Reproduce every item below line for line and word for word, leaving out the picture.

=== INPUT ===

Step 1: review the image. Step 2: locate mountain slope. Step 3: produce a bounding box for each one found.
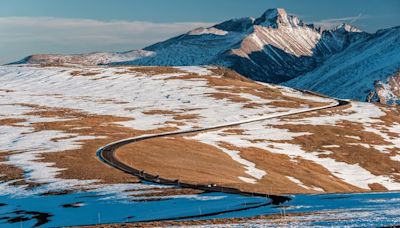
[119,9,368,83]
[11,50,152,65]
[284,27,400,103]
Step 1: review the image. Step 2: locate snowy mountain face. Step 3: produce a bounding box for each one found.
[12,50,152,65]
[9,8,400,103]
[284,27,400,104]
[116,9,368,83]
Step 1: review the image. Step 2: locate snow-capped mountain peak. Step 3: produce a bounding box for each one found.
[254,8,303,28]
[333,23,363,32]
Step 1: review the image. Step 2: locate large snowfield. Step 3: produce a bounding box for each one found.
[0,65,400,227]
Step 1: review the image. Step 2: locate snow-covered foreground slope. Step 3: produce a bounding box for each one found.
[0,63,335,194]
[284,27,400,103]
[0,64,400,226]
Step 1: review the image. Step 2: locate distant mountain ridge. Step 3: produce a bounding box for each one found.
[10,8,400,103]
[284,26,400,104]
[119,8,369,83]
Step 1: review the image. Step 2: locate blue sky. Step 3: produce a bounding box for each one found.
[0,0,400,63]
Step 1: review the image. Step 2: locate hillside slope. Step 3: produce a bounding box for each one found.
[284,27,400,103]
[120,8,368,83]
[10,50,153,66]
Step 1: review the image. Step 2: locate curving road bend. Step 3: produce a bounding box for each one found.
[97,91,350,220]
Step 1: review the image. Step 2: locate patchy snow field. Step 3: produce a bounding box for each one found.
[184,102,400,192]
[0,65,400,226]
[0,65,335,200]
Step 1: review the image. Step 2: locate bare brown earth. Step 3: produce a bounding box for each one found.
[84,211,335,228]
[116,103,400,194]
[116,134,360,194]
[167,68,332,108]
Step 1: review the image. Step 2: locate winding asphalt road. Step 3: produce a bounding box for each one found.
[97,91,350,205]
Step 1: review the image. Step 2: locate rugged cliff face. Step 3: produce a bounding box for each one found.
[126,9,368,83]
[284,27,400,104]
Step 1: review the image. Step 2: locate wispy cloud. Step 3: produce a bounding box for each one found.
[0,17,213,62]
[314,13,370,29]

===

_RESPONSE TO THE EXERCISE_:
Step 1: review the image. Step 2: locate mountain slope. Step 3: produce a bounding box for each one found.
[119,9,368,83]
[11,50,152,65]
[284,27,400,103]
Step 1: review the image. Step 2: locate snowy mountain face. Step 3: produce a bounding box for each one found.
[12,50,152,65]
[9,8,400,103]
[284,27,400,104]
[116,9,368,83]
Step 1: review the image. Step 2: locate snow-capped mountain peak. Step 3: produce a bounding box for each one found.
[254,8,303,28]
[333,23,363,32]
Step 1: review the image. Step 2: locate large snowfield. Step 3: produce a bounding box for each one found.
[0,65,400,227]
Step 1: review the image. Step 2: locate snow-covered foreground slope. Step 3: produce a bounding box for each one found.
[0,63,335,194]
[284,27,400,103]
[0,64,400,226]
Step 1: review the image. Step 2: locate distant mountain ridge. Step 3: produce a bounding box for each one found.
[10,8,400,103]
[284,26,400,104]
[119,8,369,83]
Step 1: review the image. Step 2: locate blue sky. Step 3: produce a bounding box for each one found.
[0,0,400,63]
Step 1: review the image. Step 2: locate hillside slope. Step 3: produce a bounding box for each one found.
[284,27,400,103]
[120,8,368,83]
[10,50,153,66]
Step 1: review the image. Step 2: locate curving road bend. Step 3: produce a bounding box for each one found.
[97,91,350,220]
Step 1: review the image. Step 2: locate patchy snow field. Step 3: produce a bounding box for each one found.
[184,102,400,192]
[0,65,400,226]
[0,65,335,200]
Step 1: review the image. Step 2: locate bare brown earth. Step 3: produce a bounding box for each one found.
[84,211,335,228]
[116,103,400,194]
[116,134,360,194]
[167,68,332,108]
Step 1: review the image. Step 2: locate winding asphalt road. Step 3: produce a bounding box for each one found.
[97,91,350,205]
Step 1: review the image. Step 2: locate rugged cliff face. Step 3: produce a bounding box for each one found.
[126,9,368,83]
[284,27,400,104]
Step 1: review the image. Step 2: locate wispy cloud. Step 3: produce a bounding box for each one found.
[0,17,213,62]
[314,13,370,29]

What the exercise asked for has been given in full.